What is required: Find the line with "Segment every instance of the reflection". Repeat it and each line after it, exactly, down to the end of the records below.

Collected data:
>>>>>
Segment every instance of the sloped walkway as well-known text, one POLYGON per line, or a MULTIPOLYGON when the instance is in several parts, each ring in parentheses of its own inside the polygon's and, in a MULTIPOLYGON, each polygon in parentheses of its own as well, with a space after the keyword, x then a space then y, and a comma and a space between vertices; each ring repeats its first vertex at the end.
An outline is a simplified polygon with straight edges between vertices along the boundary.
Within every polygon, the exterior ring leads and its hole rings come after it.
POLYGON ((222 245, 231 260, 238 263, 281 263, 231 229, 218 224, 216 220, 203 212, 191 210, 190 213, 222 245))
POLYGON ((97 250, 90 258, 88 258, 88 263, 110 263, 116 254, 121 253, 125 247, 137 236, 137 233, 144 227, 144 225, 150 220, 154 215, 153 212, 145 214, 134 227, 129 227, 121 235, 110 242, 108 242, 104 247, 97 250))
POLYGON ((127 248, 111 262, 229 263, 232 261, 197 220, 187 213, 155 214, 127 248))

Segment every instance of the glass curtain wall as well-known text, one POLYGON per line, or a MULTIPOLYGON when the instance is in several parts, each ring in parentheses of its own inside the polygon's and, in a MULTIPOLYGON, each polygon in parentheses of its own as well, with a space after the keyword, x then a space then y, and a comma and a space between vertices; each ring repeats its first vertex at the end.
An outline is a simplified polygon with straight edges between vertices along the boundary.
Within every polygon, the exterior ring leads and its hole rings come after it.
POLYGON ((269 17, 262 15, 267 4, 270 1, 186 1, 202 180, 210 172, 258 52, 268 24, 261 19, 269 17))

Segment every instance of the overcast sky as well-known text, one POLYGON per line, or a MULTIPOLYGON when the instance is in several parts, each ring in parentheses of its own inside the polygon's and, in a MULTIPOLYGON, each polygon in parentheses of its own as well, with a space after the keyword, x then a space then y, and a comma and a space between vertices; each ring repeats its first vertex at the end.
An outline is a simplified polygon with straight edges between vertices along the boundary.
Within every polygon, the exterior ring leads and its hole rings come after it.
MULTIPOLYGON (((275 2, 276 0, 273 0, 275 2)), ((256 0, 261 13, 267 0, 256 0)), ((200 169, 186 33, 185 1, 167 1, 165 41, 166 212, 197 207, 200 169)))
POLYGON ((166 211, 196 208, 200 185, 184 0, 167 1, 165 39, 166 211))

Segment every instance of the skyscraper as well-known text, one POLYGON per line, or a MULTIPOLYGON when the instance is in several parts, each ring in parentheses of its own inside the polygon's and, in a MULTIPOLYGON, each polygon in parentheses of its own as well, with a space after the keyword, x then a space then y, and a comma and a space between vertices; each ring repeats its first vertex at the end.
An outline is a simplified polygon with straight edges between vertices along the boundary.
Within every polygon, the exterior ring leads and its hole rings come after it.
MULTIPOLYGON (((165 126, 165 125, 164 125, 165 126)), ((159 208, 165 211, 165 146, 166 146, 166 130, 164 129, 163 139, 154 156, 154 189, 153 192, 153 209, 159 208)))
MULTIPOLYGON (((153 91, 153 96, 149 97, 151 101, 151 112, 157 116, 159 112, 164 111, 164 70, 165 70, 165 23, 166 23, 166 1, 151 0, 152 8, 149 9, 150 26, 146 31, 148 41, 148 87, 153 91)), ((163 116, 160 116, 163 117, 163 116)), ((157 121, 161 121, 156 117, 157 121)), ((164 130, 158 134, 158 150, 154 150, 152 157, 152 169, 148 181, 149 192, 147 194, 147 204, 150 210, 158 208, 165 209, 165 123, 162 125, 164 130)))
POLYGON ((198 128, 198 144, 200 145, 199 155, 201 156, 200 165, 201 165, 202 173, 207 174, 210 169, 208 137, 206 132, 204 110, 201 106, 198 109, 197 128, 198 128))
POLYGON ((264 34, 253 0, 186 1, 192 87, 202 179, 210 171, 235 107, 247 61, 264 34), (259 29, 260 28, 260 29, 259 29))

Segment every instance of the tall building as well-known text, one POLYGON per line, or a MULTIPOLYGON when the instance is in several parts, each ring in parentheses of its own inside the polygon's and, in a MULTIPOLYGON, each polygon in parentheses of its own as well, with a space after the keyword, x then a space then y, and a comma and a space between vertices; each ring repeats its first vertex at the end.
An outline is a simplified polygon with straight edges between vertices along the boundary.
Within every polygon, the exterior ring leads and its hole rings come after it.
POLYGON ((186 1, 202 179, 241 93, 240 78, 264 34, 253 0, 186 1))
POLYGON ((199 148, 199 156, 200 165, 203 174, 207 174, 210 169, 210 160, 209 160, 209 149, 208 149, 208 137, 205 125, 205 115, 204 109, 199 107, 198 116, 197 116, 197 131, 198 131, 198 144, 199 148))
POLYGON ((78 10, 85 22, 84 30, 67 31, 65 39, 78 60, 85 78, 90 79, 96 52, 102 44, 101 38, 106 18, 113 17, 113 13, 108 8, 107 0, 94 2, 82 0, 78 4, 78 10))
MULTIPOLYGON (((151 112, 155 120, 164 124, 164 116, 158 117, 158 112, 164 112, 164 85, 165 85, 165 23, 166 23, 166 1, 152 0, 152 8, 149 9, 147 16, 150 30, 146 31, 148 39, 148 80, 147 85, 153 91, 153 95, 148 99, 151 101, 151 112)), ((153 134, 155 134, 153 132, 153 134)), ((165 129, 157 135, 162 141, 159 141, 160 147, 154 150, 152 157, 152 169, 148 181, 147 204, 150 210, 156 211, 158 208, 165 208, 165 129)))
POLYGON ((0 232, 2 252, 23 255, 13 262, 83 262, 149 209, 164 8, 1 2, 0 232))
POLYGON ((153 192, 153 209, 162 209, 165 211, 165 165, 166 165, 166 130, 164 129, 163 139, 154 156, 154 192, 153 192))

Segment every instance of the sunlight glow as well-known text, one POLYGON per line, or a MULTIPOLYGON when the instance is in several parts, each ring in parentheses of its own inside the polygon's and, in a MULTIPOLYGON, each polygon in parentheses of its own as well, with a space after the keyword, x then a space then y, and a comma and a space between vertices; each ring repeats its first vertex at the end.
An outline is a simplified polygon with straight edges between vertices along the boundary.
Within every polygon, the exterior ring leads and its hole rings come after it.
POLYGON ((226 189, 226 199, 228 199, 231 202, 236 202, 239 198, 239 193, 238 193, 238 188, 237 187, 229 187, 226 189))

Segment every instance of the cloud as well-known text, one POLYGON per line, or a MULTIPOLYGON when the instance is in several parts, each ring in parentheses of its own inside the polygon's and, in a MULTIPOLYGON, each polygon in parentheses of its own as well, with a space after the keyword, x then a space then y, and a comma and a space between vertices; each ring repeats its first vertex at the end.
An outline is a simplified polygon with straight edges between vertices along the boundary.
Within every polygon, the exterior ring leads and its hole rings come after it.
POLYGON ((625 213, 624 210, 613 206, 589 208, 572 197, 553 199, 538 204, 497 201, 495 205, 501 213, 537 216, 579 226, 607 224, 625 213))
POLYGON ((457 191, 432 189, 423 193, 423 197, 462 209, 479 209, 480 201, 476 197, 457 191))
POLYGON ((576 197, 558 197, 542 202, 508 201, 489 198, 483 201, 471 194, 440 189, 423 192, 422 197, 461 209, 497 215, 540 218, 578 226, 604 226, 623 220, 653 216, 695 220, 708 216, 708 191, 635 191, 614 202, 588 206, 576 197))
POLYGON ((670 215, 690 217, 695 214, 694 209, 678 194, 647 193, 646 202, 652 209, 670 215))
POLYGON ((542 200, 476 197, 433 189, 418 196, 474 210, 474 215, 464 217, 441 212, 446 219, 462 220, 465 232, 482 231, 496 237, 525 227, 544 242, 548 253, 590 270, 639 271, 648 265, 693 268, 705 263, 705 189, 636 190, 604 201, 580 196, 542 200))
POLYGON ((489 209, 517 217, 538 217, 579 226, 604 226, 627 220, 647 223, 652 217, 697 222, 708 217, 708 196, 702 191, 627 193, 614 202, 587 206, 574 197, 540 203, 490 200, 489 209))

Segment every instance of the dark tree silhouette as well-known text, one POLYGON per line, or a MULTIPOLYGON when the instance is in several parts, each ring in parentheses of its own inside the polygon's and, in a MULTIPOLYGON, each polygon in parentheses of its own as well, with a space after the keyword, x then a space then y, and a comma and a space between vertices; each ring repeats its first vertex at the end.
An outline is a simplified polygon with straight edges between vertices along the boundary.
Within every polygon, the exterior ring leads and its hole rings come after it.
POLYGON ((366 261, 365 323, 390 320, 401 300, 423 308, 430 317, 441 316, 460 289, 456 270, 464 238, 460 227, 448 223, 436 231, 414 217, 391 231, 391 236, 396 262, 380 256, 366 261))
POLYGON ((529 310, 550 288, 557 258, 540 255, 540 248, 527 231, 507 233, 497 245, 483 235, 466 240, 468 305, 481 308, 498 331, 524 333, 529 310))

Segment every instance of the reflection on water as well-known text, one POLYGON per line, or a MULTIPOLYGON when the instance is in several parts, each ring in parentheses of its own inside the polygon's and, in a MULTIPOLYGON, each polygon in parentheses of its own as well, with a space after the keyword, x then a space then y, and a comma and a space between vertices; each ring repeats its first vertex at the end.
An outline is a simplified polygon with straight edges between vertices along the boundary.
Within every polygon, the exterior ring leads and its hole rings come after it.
<<<<<
Exercise output:
Segment every instance of the reflection on water as well-known text, one POLYGON per line, or a MULTIPOLYGON when the instance is in several parts, each ring in parentheses of its own inside the polygon's and, in a MULTIPOLYGON, each polygon in parentheses of its own as well, with a space after the keyword, x then a space then y, and a comma and a space between vertices; each ring repeats its first vertex at the end.
An outline is a simplified polygon with straight edges between vertices along the boundary.
Within every polygon, the exterior ring leads and its hole rings come after it.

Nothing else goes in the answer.